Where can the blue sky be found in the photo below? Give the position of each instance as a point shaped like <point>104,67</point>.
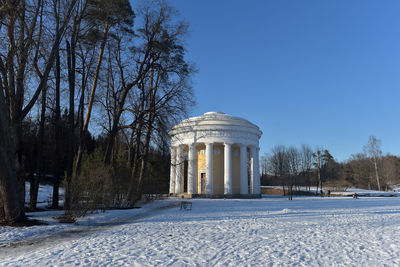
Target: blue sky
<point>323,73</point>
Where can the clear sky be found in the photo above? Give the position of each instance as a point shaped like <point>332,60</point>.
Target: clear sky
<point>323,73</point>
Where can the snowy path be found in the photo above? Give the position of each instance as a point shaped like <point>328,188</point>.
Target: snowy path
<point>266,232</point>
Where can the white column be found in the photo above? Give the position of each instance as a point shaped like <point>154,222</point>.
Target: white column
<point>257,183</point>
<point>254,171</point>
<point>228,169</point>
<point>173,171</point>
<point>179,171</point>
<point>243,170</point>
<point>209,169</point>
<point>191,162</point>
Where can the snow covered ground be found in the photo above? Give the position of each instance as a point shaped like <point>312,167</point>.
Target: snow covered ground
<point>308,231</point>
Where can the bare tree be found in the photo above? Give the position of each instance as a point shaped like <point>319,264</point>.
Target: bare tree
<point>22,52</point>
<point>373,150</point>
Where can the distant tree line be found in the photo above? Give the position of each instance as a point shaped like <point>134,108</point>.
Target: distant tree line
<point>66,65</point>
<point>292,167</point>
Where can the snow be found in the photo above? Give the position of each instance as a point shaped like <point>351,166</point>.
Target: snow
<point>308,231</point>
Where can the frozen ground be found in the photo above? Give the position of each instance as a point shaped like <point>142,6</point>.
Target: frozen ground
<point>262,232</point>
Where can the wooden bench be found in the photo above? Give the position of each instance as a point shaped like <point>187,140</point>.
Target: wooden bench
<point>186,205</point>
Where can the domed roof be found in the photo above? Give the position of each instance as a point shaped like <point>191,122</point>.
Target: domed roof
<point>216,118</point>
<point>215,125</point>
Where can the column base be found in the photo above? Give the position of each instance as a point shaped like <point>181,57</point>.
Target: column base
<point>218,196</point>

------------------------------

**WHAT IS BEING ASKED:**
Repeat the listing above with every "Target" switched to "Label" and nothing else changed, and omit the pictures.

**OUTPUT FOR THIS EXERCISE:**
Where can the blue sky be found in the photo below? Give the position of each instance as a point shaped like <point>104,67</point>.
Label: blue sky
<point>323,73</point>
Where can the clear sky be found in the photo above? Give the position of each instance as a point shaped like <point>332,60</point>.
Label: clear sky
<point>323,73</point>
Where can the snowy path be found in the photo above? Give the position of each instance as a point shaped like <point>328,188</point>.
Label: snowy path
<point>266,232</point>
Where can the white column be found in the photo above? Give the position of each instance as a point shaped like <point>154,222</point>.
Label: white column
<point>257,183</point>
<point>254,171</point>
<point>228,169</point>
<point>173,171</point>
<point>179,171</point>
<point>243,170</point>
<point>209,169</point>
<point>191,162</point>
Where can the snow covered ground be found in the photo above? Give the position of each instance as a point shaped like <point>312,167</point>.
Label: snow covered ground
<point>308,231</point>
Where can the bare tree be found in the photo above? Give the position of each instance as a point shaped like <point>319,264</point>.
Label: bare tree
<point>22,52</point>
<point>373,150</point>
Where can the distant tree line be found in the photo above? Give the position of each instance as a point shaped like <point>134,108</point>.
Label: distant tree line
<point>66,65</point>
<point>292,167</point>
Where can the snow be found in the photo above? Give the position of each instance as a point shaped like <point>351,166</point>.
Label: snow
<point>308,231</point>
Where can the frozen ground be found in the photo above? Give the position of each instance as a point shaped like <point>142,6</point>.
Label: frozen ground
<point>262,232</point>
Where can the wooden bench be found in the photo above? Give the position of each instance as a point shaped like <point>187,140</point>.
Label: wooden bench
<point>186,205</point>
Where can the domed roof be found in the photo above? Give the position of each instance as a point shaped like <point>191,122</point>.
Label: domed roof
<point>216,118</point>
<point>215,125</point>
Where can the column base be found in the photo above? Give the position of each instance as a point shaped like <point>181,57</point>.
Label: column base
<point>218,196</point>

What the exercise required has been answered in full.